Study material Start Marker
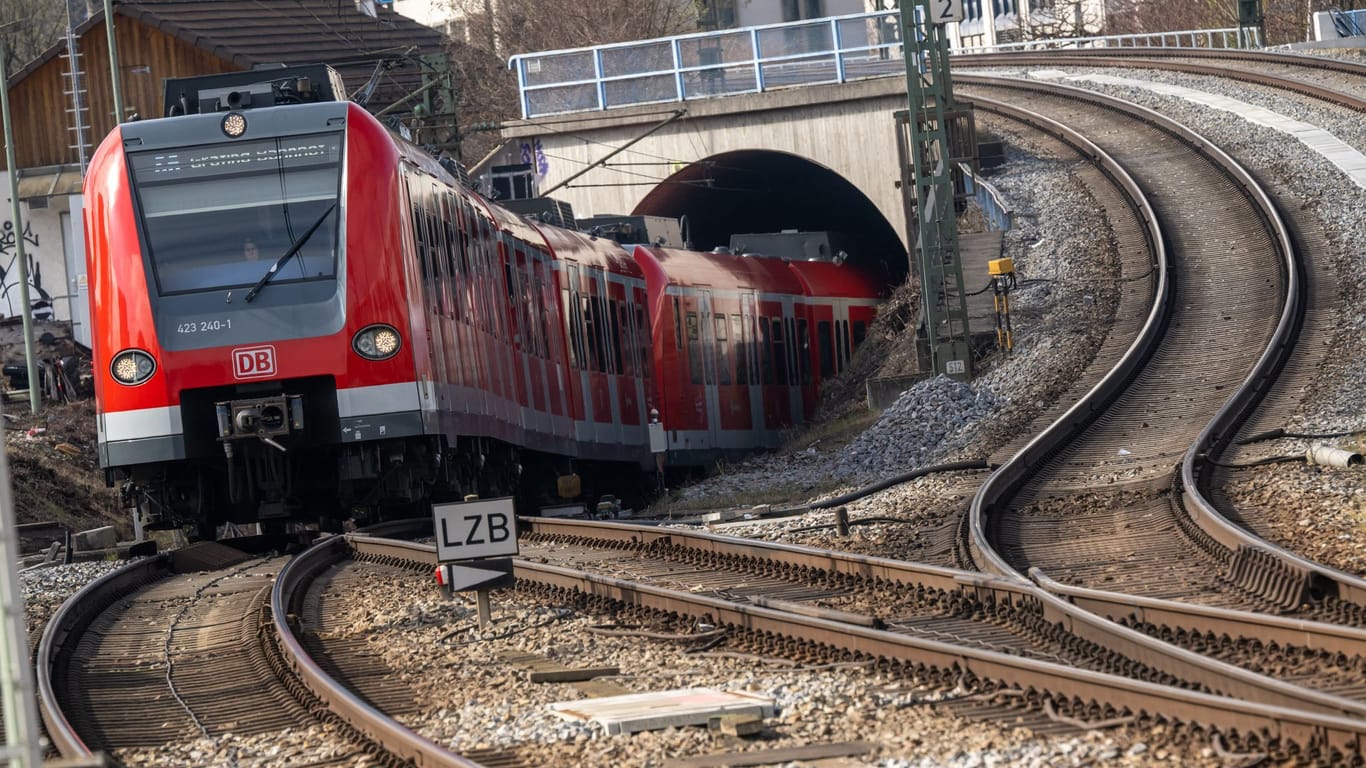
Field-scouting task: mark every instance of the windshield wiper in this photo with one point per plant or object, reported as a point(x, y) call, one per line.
point(286, 256)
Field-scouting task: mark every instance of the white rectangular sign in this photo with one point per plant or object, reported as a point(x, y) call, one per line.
point(944, 11)
point(465, 530)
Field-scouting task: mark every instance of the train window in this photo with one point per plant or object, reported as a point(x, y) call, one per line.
point(779, 353)
point(791, 353)
point(742, 350)
point(694, 349)
point(202, 205)
point(825, 345)
point(678, 325)
point(547, 304)
point(765, 354)
point(592, 346)
point(723, 351)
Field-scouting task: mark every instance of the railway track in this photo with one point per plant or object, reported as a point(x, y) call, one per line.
point(1316, 77)
point(1182, 413)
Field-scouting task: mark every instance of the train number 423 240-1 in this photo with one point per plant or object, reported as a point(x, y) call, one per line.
point(204, 327)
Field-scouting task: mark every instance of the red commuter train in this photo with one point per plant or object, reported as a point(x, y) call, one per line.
point(298, 316)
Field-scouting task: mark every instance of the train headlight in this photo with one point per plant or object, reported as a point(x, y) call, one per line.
point(377, 342)
point(133, 366)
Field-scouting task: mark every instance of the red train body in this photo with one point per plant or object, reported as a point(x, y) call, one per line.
point(403, 339)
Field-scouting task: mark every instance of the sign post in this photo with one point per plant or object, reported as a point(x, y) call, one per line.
point(474, 545)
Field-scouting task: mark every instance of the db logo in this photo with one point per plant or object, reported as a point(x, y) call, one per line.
point(253, 362)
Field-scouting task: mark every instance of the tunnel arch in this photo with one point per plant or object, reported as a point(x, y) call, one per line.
point(764, 190)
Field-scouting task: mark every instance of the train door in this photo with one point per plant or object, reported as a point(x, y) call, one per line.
point(639, 343)
point(601, 372)
point(556, 373)
point(709, 373)
point(424, 234)
point(827, 364)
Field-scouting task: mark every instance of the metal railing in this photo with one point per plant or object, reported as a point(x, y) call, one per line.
point(756, 59)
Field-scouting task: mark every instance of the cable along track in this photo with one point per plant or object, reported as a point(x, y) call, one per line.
point(191, 649)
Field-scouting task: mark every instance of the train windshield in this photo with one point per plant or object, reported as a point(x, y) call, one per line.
point(219, 216)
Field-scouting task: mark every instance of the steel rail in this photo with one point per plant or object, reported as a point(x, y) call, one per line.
point(1208, 619)
point(1021, 468)
point(1201, 510)
point(1335, 734)
point(1213, 53)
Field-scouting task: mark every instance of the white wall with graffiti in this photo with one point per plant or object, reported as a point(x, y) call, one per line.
point(53, 248)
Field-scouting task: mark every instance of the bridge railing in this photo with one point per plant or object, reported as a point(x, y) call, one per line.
point(756, 59)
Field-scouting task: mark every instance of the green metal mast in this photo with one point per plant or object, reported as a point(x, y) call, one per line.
point(943, 299)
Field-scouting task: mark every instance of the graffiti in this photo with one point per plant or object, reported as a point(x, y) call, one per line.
point(38, 299)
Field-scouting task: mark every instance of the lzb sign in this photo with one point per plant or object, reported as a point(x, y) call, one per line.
point(467, 530)
point(944, 11)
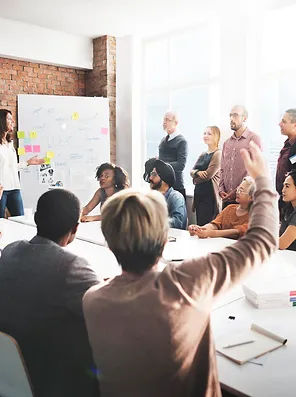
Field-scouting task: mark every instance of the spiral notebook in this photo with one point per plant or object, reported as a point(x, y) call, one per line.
point(244, 346)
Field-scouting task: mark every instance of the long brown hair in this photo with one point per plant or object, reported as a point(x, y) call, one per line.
point(3, 125)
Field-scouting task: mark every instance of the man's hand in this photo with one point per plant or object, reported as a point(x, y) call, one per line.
point(254, 163)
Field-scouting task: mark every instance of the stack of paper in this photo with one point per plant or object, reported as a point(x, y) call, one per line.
point(272, 292)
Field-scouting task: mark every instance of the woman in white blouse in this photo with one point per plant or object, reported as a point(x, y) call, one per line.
point(11, 197)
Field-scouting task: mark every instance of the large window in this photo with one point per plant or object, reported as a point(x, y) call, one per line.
point(182, 74)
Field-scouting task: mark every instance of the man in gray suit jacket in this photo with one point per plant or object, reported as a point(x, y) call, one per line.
point(41, 290)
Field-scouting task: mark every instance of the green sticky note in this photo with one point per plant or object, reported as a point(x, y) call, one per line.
point(75, 116)
point(50, 155)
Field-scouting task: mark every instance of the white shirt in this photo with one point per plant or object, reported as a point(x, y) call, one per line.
point(173, 135)
point(9, 167)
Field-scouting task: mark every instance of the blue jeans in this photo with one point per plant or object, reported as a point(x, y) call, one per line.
point(11, 199)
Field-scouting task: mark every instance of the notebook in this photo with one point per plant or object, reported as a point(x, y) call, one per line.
point(244, 346)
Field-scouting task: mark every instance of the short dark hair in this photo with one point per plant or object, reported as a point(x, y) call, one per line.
point(3, 125)
point(57, 213)
point(121, 180)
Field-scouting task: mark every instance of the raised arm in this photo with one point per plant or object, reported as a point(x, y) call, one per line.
point(219, 271)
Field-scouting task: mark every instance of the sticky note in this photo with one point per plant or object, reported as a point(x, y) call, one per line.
point(50, 155)
point(104, 130)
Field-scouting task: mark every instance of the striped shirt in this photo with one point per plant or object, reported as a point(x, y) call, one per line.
point(232, 165)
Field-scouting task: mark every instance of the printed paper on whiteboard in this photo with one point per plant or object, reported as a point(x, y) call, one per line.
point(47, 174)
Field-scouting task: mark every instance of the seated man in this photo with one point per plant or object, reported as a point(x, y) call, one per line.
point(162, 177)
point(41, 290)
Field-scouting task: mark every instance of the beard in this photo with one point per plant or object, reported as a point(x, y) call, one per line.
point(155, 186)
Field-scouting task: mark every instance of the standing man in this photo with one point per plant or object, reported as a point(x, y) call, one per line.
point(173, 149)
point(232, 167)
point(286, 162)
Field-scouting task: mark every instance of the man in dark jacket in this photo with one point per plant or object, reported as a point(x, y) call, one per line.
point(41, 290)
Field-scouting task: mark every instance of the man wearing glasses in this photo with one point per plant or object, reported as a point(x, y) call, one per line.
point(173, 149)
point(232, 166)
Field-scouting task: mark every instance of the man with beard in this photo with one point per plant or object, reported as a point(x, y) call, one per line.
point(161, 177)
point(232, 167)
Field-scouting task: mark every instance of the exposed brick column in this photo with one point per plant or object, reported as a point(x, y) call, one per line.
point(101, 81)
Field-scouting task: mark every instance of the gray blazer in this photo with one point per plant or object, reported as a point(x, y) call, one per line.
point(41, 290)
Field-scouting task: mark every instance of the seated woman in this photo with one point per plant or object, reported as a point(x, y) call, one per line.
point(206, 177)
point(112, 179)
point(288, 226)
point(233, 221)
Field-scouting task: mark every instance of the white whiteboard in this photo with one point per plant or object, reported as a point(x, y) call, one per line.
point(76, 130)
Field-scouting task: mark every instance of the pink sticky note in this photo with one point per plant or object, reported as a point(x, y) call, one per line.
point(104, 130)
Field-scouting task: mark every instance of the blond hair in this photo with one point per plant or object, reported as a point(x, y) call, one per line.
point(216, 132)
point(135, 226)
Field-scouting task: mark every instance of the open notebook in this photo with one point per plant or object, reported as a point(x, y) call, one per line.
point(260, 341)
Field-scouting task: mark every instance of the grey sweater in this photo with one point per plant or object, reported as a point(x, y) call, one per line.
point(175, 152)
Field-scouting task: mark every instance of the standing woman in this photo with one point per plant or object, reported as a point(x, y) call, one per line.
point(11, 197)
point(206, 177)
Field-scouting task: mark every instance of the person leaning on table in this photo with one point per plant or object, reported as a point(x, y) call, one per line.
point(150, 331)
point(11, 197)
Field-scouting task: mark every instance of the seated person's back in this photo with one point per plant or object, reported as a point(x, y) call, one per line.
point(41, 290)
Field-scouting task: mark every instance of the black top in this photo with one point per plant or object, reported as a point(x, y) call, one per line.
point(41, 290)
point(175, 152)
point(287, 221)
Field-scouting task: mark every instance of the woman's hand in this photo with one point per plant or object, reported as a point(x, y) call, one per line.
point(35, 161)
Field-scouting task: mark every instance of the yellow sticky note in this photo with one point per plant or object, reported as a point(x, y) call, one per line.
point(50, 155)
point(75, 116)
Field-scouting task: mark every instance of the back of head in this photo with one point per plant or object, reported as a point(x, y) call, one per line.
point(135, 226)
point(57, 214)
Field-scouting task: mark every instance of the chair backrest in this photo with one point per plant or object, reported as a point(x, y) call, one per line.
point(14, 380)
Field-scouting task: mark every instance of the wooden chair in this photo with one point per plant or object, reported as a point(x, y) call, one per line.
point(14, 379)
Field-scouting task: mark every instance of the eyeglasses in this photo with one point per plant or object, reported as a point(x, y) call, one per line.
point(239, 190)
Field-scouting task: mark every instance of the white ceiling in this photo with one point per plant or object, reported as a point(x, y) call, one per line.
point(93, 18)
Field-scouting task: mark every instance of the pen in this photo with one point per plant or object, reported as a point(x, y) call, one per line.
point(238, 344)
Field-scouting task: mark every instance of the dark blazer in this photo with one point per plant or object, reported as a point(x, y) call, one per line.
point(41, 290)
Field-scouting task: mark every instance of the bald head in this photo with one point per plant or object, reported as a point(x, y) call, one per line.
point(170, 122)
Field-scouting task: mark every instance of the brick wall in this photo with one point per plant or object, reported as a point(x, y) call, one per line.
point(20, 77)
point(101, 81)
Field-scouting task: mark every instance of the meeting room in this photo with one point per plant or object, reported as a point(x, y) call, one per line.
point(147, 198)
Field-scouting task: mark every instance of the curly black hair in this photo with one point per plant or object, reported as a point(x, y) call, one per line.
point(121, 180)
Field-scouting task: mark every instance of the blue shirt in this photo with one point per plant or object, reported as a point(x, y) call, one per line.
point(177, 209)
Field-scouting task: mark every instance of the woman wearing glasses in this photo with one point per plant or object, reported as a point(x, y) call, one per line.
point(206, 177)
point(233, 221)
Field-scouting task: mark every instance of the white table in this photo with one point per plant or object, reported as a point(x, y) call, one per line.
point(100, 258)
point(277, 375)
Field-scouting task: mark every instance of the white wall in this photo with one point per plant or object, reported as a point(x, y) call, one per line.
point(32, 43)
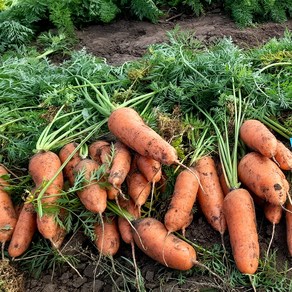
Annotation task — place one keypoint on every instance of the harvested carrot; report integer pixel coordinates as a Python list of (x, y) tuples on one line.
[(128, 126), (107, 236), (263, 177), (241, 221), (154, 240), (25, 229), (258, 137), (289, 227), (92, 195), (210, 194), (64, 153), (283, 156), (8, 216), (179, 214)]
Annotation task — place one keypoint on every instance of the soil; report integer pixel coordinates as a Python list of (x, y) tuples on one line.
[(123, 41)]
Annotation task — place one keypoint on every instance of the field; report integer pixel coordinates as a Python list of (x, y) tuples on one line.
[(203, 59)]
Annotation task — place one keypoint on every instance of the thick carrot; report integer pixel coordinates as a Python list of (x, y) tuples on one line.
[(25, 229), (179, 213), (241, 221), (43, 166), (283, 156), (289, 227), (8, 217), (107, 236), (210, 194), (100, 151), (121, 164), (92, 195), (263, 177), (64, 153), (154, 240), (128, 126), (258, 137)]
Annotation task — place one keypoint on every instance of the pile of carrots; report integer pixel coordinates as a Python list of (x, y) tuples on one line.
[(129, 168)]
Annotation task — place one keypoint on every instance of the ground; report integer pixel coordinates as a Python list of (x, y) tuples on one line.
[(123, 41)]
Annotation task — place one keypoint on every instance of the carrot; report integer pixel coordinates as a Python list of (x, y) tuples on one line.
[(25, 229), (258, 137), (283, 156), (179, 214), (107, 236), (8, 216), (241, 221), (128, 126), (263, 177), (151, 236), (100, 151), (64, 154), (43, 167), (210, 193), (120, 166), (92, 195), (289, 227)]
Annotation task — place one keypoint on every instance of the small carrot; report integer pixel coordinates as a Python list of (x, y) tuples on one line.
[(154, 240), (283, 156), (128, 126), (107, 236), (263, 177), (179, 213), (210, 194), (258, 137), (25, 229), (8, 216), (241, 221)]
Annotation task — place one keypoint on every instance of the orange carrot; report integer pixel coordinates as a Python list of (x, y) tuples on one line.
[(154, 240), (92, 195), (25, 229), (179, 214), (210, 194), (64, 153), (43, 166), (8, 216), (241, 221), (263, 177), (258, 137), (128, 126), (289, 227), (107, 236), (283, 156)]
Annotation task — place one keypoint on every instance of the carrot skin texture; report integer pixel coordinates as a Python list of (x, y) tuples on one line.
[(241, 221), (8, 216), (179, 213), (25, 229), (107, 240), (165, 248), (210, 194), (283, 156), (128, 126), (258, 137), (64, 153), (289, 227), (92, 195), (263, 177)]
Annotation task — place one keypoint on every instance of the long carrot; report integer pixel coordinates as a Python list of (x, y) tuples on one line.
[(258, 137), (179, 214), (241, 220), (210, 194), (263, 177), (153, 239), (8, 216)]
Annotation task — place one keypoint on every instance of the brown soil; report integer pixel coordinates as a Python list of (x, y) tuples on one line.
[(124, 41)]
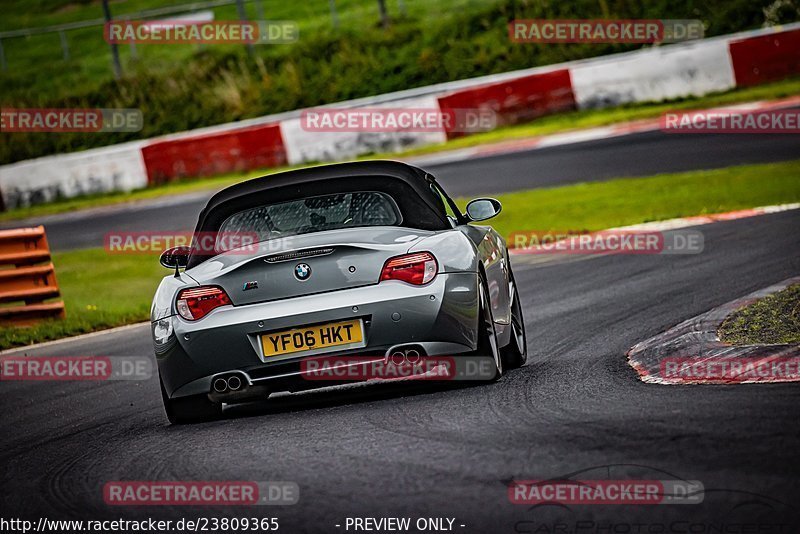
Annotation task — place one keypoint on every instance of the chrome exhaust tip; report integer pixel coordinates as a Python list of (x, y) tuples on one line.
[(220, 385), (412, 356), (234, 383)]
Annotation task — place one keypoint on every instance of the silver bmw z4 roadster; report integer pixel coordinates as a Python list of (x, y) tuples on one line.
[(368, 258)]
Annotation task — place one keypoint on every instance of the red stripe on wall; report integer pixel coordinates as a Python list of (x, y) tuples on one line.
[(766, 58), (517, 100), (254, 147)]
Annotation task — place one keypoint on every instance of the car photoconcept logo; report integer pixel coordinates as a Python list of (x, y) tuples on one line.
[(302, 271)]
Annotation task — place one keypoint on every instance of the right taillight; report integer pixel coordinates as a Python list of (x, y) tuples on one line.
[(418, 268), (197, 302)]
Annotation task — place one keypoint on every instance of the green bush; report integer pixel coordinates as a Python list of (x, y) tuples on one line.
[(181, 87)]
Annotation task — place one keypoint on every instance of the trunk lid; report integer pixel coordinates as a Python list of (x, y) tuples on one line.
[(306, 264)]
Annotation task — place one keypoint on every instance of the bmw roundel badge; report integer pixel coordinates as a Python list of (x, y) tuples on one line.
[(302, 271)]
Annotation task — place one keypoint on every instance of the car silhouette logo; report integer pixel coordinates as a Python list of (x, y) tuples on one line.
[(302, 271)]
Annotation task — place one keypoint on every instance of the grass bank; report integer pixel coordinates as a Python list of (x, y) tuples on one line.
[(543, 126), (775, 319)]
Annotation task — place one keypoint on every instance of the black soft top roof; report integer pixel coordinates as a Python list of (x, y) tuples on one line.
[(409, 186)]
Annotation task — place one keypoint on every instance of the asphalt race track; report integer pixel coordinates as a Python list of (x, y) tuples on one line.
[(401, 450), (640, 154)]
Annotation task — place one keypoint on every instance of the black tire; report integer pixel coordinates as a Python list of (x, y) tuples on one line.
[(192, 409), (487, 336), (515, 354)]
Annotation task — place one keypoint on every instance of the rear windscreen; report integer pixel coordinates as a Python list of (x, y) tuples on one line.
[(314, 214)]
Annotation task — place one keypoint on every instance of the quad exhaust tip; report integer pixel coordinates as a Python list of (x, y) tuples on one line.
[(400, 356), (224, 385)]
Study material End Marker
▶ What the exercise asks: Starting at the line that contains "the black tire;", copy each line through the last line of the listing, and copy nothing else.

▶ Completed task:
Annotation task — place one keypoint on every instance of the black tire; report integer pixel coordinates as a Python list of (x, y) tuples on one line.
[(192, 409), (487, 336), (515, 354)]
Annotation task — place one keypoint on every instance of the rear windscreen; report integer pixel coordinates as a Python list of (x, y) tuples on one line.
[(314, 214)]
Annotation task — place one keypoint on every instance of the quad exhaust tip; report integer pixel coordinates as a Python list of (x, y) tuples on one line.
[(400, 356), (224, 385)]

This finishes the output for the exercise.